### Supplied passage
=====

Equally bad is science’s close-minded refusal to consider any challenge to speculative hypotheses like evolution. They will hear no challenge to their atheistic belief, despite all evidence to the contrary, that life MUST have originated purely by chance via secular and material agencies.
If a new hypothesis conflicts with an already accepted, fully-funded hypothesis from which scientists have garnered millions of dollars of research funding and personal acclaim, the odds are that the truth will not triumph. “Scientists” devoted to the old orthodoxy face the loss of fame, respect, research grants, and influence among their peers. They will fight to the bitter end against every challenge.
An example appeared in two Washington Times news articles published on the same day, one stating research conclusions that are at least entitled to an open-minded hearing, the other recounting “scientists” demands that a lecture by the Dali Lama on the same subject be cancelled because it isn’t “scientific” and because the Dali Lama is known to look with favor upon the idea that God is more powerful than the minds of socialistic theorists.
The first article opens:
Personal values can serve as tonic to relieve stress
By Jennifer Harper
THE WASHINGTON TIMES
Published November 8, 2005
Thoughts about God, deep personal convictions and social values—it does a body good. Literally.
"Reflecting on meaningful values provides biological and psychological protection from the adverse effects of stress,” states a report released yesterday by psychologists at the University of California at Los Angeles (UCLA).
"Our study shows that reflection on personal values can buffer people from the effects of stress,” said Shelley E. Taylor, a psychology professor who led the research, which was funded by the National Institute of Mental Health.
The second article begins as follows:
Scientists protest Dalai Lama meditation talk
By Shepherd Pittman
THE WASHINGTON TIMES
Published November 8, 2005
More than 900 scientists have signed a petition to prevent the Dalai Lama from presenting a lecture today in Washington.
The exiled leader of Tibet is scheduled to speak about the neurological effects of meditation at a three-day conference presented by the Mind and Life Institute. His talk will draw on his extensive participation in research on intense meditation, such as that practiced by Buddhist monks.
Some researchers suggest that meditation can contribute to physical and mental well-being and lead to a heightening of traits such as compassion and altruism.
Many scientists who signed the petition said that inviting a religious leader to speak at a scientific assembly sends a damaging message about the role of faith in science.
The Johns Hopkins University School of Medicine and Georgetown University Medical School are co-sponsors of the Science and Clinical Applications of Meditation conference.

=====

### Entries supplied
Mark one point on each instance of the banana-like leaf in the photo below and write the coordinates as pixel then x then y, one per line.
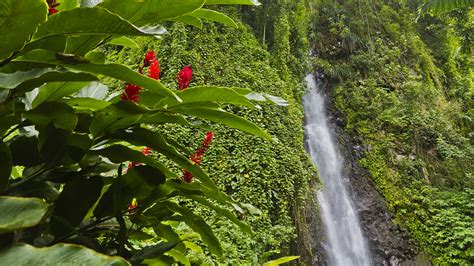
pixel 281 261
pixel 442 6
pixel 5 165
pixel 60 254
pixel 212 15
pixel 233 2
pixel 18 20
pixel 18 213
pixel 117 71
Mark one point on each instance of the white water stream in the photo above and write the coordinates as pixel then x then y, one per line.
pixel 345 244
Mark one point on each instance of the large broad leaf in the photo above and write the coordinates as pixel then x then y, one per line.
pixel 151 11
pixel 281 261
pixel 18 213
pixel 61 114
pixel 137 183
pixel 59 254
pixel 12 80
pixel 125 42
pixel 233 2
pixel 151 252
pixel 18 20
pixel 90 21
pixel 116 71
pixel 154 140
pixel 53 91
pixel 6 165
pixel 52 76
pixel 119 154
pixel 206 94
pixel 69 211
pixel 19 145
pixel 214 16
pixel 442 6
pixel 119 115
pixel 198 225
pixel 223 117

=====

### Task 1
Write out the part of the passage on science and religion starting at "The exiled leader" and ending at "compassion and altruism.".
### Task 2
According to the passage on science and religion, who led the UCLA research on personal values and stress?
### Task 3
In the passage on science and religion, list everything that scientists devoted to the old orthodoxy are said to face the loss of.
The rows come from a separate source, not from the passage on science and religion.

### Final answer 1
The exiled leader of Tibet is scheduled to speak about the neurological effects of meditation at a three-day conference presented by the Mind and Life Institute. His talk will draw on his extensive participation in research on intense meditation, such as that practiced by Buddhist monks.
Some researchers suggest that meditation can contribute to physical and mental well-being and lead to a heightening of traits such as compassion and altruism.

### Final answer 2
Shelley E. Taylor, a psychology professor.

### Final answer 3
Fame, respect, research grants, and influence among their peers.